» LISTE DES CONSIGNES
1. Renvoyez tel quel le passage de l'article sur le procès de Polycarpe Abah Abah allant de « Au cours d’une » jusqu'à « cause de maladie. ».
2. Dans l'article sur le procès de Polycarpe Abah Abah, relevez toutes les personnes désignées par leur nom.

» TEXTE FOURNI
__________

Au cours d’une audience marquée par un incident, l’ancien ministre a continué à démontrer, preuves à l’appui, que l’accusation était cousue de fil blanc. Le représentant du ministère public, les trois avocats du ministère des Finances, leurs confrères du ministère de la Justice et de la Crtv n’ont posé aucune question à l’accusé-témoin. Mais l’ancien Directeur des impôts n’a pas encore clôturé son interrogatoire pour cause de maladie.
Les deux derniers rendez-vous de M. Polycarpe Abah Abah au Tribunal criminel spécial (TCS) ont fait chou blanc. L’ancien ministre des Finances, qui avait l’occasion de clôturer sa prise de parole en répondant aux ultimes questions de ses propres avocats suivies de celles éventuelles des juges, ne s’est pas présenté au Palais de justice les 27 et 30 juin 2022. La faute à un état de santé chancelant, qui l’a obligé à rester alité à la «prison secondaire» de Yaoundé où il est incarcéré. Les parties ont donc pris rendez-vous pour le 17 juillet prochain, si la situation évolue positivement. Ce sera peut-être enfin l’occasion pour le tribunal d’en finir avec la phase des auditions des accusés où l’ancien Directeur des impôts est poursuivi en coaction avec l’ancien directeur général de la Crtv, M. Amadou Vamoulké, entre autres. Les faits portent sur un présumé détournement global d’environ 4 milliards de francs. Dernier accusé de cette procédure pénale à se retrouver dans le box des témoins après ses deux compagnons d’infortune dont Mme Menyeng Meyoa Antoinette épouse Essomba, ancien cadre de la Crtv, M. Abah Abah a jusqu’ici écœuré l’accusation (ministère public) et les parties civiles (Crtv et ministère des Finances – Minfi). Ces dernières se sont constamment montrées agacées non seulement par la stratégie de défense que l’ancien ministre s’est choisie en allant dans les plus petits détails des informations qu’il porte à l’attention des juges, au risque de donner l’impression de se répéter. Ayant été échaudé dans le premier volet de l’affaire Crtv dans lequel il était poursuivi puis condamné en compagnie de feu Gervais Mendo Ze devant le TCS, ses «éléments de preuve» ayant tous été rejetés par le tribunal, l’ancien ministre s’est cette fois-ci organisé pour échapper à un quelconque piège du parquet.
«Ineptie»

__________

» DONNÉES DE RÉFÉRENCE
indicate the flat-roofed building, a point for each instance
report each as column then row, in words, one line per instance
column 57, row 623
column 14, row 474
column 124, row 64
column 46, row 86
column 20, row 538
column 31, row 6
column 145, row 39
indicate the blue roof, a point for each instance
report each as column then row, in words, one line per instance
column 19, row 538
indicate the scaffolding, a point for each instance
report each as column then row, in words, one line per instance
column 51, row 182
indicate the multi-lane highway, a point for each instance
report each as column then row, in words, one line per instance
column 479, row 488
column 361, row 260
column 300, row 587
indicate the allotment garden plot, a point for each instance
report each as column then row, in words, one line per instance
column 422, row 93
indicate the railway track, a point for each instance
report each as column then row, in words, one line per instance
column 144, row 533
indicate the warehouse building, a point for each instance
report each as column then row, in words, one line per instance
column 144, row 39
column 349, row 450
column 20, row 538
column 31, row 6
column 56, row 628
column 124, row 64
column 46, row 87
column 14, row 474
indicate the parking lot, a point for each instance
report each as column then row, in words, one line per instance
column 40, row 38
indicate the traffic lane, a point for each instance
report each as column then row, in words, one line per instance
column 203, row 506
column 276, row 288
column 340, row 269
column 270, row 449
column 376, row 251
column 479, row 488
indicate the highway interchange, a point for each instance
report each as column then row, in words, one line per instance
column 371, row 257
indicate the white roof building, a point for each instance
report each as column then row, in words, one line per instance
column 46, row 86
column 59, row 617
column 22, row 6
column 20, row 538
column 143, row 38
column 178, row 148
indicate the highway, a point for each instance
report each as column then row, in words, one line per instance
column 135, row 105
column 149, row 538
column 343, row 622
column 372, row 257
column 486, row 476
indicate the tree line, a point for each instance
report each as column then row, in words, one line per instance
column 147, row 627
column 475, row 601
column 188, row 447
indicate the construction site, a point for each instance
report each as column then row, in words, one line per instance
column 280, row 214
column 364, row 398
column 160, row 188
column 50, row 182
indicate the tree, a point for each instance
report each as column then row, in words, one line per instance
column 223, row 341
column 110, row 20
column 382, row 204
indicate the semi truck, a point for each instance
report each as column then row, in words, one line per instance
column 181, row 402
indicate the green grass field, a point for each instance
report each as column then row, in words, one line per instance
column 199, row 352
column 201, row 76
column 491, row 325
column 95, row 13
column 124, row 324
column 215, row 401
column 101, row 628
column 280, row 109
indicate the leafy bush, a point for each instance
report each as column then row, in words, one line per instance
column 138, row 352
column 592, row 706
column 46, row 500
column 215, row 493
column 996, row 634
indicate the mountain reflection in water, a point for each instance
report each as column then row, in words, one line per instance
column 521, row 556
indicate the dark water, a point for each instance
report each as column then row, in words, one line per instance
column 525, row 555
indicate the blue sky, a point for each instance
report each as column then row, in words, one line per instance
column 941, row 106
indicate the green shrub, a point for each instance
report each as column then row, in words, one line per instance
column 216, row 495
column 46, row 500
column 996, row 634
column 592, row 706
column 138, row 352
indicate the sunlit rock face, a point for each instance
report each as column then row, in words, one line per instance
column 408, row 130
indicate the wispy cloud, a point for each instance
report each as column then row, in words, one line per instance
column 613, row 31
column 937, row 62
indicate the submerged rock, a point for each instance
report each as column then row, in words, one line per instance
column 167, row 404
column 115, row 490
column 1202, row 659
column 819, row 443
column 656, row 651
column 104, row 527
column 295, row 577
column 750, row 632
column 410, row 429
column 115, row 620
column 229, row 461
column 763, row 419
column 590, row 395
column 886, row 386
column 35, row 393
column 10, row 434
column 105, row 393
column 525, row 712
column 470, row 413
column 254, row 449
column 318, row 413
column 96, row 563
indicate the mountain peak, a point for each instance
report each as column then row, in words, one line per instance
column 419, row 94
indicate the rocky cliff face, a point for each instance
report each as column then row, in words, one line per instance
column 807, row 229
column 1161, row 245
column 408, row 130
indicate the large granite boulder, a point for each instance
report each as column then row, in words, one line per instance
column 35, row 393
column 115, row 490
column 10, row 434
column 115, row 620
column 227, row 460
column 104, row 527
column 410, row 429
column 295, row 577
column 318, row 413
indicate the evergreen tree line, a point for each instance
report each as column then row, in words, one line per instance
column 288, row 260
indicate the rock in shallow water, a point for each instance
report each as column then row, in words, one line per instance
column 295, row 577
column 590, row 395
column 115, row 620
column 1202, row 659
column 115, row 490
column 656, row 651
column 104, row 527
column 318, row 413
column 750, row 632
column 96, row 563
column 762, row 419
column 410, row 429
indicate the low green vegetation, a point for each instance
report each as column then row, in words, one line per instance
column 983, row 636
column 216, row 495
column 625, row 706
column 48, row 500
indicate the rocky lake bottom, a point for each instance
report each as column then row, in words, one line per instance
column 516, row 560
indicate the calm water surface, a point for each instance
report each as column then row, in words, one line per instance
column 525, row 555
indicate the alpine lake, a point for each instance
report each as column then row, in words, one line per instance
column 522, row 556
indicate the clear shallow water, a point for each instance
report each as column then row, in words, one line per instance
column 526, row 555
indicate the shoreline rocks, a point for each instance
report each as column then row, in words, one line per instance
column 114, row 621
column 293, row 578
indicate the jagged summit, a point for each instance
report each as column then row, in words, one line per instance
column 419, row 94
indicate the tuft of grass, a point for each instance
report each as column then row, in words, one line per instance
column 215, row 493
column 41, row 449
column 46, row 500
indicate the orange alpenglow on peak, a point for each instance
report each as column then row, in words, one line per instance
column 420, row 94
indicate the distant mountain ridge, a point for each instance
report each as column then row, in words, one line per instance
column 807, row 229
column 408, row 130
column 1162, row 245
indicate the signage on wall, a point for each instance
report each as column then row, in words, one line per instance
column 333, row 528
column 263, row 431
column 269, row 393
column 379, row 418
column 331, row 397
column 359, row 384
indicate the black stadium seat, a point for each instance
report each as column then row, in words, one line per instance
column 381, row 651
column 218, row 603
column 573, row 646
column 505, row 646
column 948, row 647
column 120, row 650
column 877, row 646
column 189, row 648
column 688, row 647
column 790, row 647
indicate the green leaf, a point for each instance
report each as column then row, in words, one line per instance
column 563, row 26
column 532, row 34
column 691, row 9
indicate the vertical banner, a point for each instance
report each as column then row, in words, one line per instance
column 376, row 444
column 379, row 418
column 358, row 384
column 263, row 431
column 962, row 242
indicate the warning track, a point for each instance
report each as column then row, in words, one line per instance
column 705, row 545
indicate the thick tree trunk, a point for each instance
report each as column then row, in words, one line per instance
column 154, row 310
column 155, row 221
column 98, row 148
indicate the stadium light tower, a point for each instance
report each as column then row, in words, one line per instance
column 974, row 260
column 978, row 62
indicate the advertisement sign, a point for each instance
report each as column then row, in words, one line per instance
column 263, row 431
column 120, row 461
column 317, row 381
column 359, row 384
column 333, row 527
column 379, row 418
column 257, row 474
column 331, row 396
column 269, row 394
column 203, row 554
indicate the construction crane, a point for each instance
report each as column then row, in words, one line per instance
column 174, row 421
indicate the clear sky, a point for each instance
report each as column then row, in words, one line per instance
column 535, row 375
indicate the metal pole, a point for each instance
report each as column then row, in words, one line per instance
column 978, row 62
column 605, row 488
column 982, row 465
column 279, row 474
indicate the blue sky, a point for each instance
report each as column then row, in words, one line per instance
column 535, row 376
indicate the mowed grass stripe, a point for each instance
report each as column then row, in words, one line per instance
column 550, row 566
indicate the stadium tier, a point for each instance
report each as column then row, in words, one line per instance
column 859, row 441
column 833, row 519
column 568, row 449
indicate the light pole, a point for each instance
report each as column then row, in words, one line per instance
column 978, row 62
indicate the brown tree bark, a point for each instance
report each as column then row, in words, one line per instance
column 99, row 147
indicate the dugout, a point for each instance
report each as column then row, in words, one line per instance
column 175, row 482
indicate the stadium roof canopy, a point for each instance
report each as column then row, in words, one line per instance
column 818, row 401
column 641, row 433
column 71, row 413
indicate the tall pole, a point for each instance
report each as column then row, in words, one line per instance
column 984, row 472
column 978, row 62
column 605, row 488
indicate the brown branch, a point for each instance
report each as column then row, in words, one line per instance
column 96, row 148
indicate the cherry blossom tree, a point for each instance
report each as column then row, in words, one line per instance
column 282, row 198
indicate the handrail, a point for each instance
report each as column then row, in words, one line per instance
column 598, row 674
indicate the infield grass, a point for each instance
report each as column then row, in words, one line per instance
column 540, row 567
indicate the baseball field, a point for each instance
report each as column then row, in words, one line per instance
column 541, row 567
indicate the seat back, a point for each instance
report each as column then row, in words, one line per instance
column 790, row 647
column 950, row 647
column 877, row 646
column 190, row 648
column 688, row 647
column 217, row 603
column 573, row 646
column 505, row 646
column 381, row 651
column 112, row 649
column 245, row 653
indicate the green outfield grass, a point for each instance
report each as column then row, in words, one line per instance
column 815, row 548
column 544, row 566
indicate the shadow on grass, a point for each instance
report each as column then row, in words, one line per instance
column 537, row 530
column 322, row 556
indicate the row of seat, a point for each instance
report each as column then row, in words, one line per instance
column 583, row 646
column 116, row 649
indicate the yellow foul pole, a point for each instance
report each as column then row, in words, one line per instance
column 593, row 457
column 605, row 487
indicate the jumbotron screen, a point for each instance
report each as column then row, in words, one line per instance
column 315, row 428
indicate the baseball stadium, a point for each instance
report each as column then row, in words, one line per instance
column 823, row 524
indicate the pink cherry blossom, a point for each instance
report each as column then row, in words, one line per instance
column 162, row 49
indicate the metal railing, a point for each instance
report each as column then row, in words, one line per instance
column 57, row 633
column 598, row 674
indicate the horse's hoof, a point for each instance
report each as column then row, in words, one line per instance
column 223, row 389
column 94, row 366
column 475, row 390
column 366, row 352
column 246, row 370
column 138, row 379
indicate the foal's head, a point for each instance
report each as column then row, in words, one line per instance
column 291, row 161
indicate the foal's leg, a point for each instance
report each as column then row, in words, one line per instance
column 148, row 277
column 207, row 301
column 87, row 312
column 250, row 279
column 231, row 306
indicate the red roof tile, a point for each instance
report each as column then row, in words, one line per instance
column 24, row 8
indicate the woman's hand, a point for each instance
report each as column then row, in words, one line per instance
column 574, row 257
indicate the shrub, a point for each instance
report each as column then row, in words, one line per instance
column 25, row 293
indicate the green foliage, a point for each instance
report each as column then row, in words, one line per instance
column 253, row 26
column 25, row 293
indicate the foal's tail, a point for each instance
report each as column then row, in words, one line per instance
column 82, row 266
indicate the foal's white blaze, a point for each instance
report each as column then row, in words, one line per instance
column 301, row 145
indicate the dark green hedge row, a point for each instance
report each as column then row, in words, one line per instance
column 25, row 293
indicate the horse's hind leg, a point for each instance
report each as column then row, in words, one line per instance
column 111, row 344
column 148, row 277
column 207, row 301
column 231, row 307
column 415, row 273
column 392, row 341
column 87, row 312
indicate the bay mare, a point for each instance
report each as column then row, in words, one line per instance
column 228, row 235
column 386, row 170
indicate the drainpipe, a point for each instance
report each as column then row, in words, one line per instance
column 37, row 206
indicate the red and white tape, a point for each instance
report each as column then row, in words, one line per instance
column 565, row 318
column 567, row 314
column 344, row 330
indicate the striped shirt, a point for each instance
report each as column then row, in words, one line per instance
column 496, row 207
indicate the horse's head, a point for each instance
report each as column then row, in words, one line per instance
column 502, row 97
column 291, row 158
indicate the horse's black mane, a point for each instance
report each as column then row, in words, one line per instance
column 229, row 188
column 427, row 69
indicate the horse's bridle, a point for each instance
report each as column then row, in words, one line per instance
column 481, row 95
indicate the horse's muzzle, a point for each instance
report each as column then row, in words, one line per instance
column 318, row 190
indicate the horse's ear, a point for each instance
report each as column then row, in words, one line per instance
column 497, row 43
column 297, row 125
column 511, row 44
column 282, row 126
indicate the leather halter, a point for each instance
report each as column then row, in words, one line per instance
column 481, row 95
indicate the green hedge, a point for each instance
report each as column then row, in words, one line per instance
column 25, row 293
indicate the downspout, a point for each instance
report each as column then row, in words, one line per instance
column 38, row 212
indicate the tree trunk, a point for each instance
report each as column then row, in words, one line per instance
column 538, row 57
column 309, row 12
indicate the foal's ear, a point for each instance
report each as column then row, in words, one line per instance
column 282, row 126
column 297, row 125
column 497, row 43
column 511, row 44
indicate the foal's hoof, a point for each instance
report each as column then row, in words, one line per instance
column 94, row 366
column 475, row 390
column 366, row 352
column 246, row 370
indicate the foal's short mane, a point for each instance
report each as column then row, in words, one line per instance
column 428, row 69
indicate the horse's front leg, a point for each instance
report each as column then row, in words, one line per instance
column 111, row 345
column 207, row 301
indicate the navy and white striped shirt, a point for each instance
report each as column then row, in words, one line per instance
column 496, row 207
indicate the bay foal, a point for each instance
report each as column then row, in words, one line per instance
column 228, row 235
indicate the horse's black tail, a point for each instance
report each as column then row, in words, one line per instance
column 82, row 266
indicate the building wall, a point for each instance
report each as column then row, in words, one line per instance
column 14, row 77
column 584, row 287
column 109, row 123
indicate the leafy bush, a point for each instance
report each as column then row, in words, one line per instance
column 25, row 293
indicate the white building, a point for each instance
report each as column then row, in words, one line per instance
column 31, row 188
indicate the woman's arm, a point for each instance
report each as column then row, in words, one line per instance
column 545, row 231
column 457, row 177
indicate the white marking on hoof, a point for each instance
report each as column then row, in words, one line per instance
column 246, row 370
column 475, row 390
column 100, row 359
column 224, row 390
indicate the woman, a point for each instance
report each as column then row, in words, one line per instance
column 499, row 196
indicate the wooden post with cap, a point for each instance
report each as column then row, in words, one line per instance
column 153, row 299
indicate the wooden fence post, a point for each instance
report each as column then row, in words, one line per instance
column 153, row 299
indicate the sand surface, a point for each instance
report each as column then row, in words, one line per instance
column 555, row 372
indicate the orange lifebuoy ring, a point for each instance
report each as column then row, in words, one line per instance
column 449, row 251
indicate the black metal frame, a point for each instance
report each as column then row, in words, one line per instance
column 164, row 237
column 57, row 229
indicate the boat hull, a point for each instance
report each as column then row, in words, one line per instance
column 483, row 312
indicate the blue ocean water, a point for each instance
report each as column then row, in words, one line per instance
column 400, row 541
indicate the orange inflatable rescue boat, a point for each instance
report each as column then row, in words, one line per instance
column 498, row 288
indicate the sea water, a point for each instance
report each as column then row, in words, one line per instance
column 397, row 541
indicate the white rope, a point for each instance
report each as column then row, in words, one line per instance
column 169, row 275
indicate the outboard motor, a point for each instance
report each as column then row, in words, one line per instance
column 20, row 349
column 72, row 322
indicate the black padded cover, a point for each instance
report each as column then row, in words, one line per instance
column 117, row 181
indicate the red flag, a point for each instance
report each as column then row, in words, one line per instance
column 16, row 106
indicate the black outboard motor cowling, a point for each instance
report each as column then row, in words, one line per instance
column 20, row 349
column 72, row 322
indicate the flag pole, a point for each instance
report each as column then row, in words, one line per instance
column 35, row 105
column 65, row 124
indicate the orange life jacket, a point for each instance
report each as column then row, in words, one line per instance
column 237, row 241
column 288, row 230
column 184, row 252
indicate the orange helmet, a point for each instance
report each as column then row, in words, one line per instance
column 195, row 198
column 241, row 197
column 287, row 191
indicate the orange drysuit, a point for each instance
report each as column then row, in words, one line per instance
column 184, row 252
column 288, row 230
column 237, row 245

__________

» RÉPONSES PAR CONSIGNE
1.
Au cours d’une audience marquée par un incident, l’ancien ministre a continué à démontrer, preuves à l’appui, que l’accusation était cousue de fil blanc. Le représentant du ministère public, les trois avocats du ministère des Finances, leurs confrères du ministère de la Justice et de la Crtv n’ont posé aucune question à l’accusé-témoin. Mais l’ancien Directeur des impôts n’a pas encore clôturé son interrogatoire pour cause de maladie.

2.
- M. Polycarpe Abah Abah
- M. Amadou Vamoulké
- Mme Menyeng Meyoa Antoinette épouse Essomba
- Gervais Mendo Ze